Je remonte légèrement le collet de mon T-shirt sur ma nuque. Je n’ai pas mis de crème solaire en partant de l’école et le soleil est très fort en ce début d’après-midi équatorien. Quelques jeunes nous accompagnent, Nely et moi, vers la route principale qui relie le village à Quito, la capitale.
En discutant avec Nely, j’apprends qu’elle est la seule de sa famille à vivre encore en Équateur. Son frère vit maintenant à Los Angeles et sa soeur habite Madrid, en Espagne. Je demande à Nely pourquoi elle n’a jamais quitté l’Équateur. Elle me répond que son mari préférait vivre dans son pays natal plutôt que de partir, malgré la situation économique difficile de l’Équateur.
Nous poursuivons notre route à pied, avec le Guagua Pichincha dont le cratère se découpe parfaitement dans le ciel bleu de cette journée de fin juin. Après six semaines dans la région, je me suis habitué à la présence du volcan, même si sa vue demeurera toujours impressionnante.
Nely Jimenez Perez habite Quito, capitale de l’Équateur, dans ce qui est appelé l’Avenue des Volcans. Et j’ai parfois le réflexe de me demander pourquoi tous ces gens vivent ainsi, si près du danger que représente un volcan. La réponse à cette question me viendra plus tard, d’un des jeunes qui nous accompagne justement.

LISTE DE DONNÉES:
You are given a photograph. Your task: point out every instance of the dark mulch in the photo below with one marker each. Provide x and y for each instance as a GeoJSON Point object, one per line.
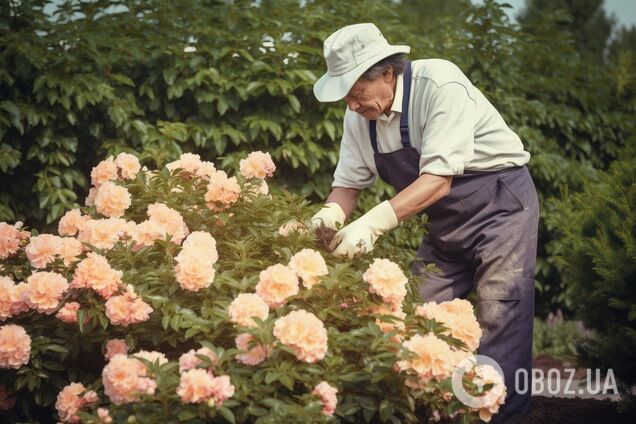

--

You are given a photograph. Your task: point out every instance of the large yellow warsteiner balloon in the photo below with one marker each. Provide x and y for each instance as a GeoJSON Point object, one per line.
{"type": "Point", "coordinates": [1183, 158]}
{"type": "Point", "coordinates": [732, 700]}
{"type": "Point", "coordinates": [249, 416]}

...

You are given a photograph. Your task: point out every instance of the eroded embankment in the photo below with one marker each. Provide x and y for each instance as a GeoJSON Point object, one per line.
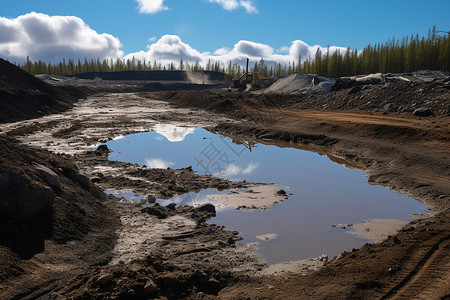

CONSIGNE 1: Dans le récit sur Nely en Équateur, où habite la sœur de Nely ?
CONSIGNE 2: Nommez toutes les villes citées dans le récit sur Nely en Équateur.
CONSIGNE 3: Poursuivez le récit sur Nely en Équateur après sa dernière phrase.
La liste de données est un matériau à part, sans lien avec le texte fourni.

BONNE RÉPONSE 1: À Madrid, en Espagne.

BONNE RÉPONSE 2: Quito, Los Angeles, Madrid

BONNE RÉPONSE 3:
La cordillère des Andes atteint ses dimensions les plus étroites en traversant l’Équateur du nord au sud. Au nord du pays, elle se divise en deux chaînes de montagnes, la cordillère occidentale et la cordillère orientale. Chacune de ces deux parties est constitué majoritairement de sommets volcaniques. C’est la vallée comprise entre ces deux chaînes de volcans qui est baptisé l’Avenue des Volcans. On doit cette appellation à l’explorateur et scientifique allemand Alexander von Humboldt qui a visité la région en 1802.
Nely est dans la mi-quarantaine, et elle est enseignante de niveau primaire. Elle enseigne à l’école du rang San Luis de Lloa, un village situé à environ 10 km de Quito. Son quotidien se déroule donc au pied du Guagua Pichincha, qui est un volcan actif (note 1).
L’autobus qui la ramènera à Quito tout à l’heure passera près du sommet du mont Ungui, d’où l’on peut apercevoir clairement six volcans dans les environs immédiats de Quito.
La dernière éruption du Guagua Pichincha remonte au 5 octobre 1999. Un champignon de 11 km de haut mélangeant cendres, vapeurs et gaz, a recouvert les environs de quelques centimètres de cendres, forçant l’état d’urgence, la fermeture de l’aéroport et autres interventions. Pour Nely Jimenez Perez, ce genre d’événements fait partie de la vie. « On a mis des semaines à tout nettoyer! » me confie-t-elle avec un grand sourire.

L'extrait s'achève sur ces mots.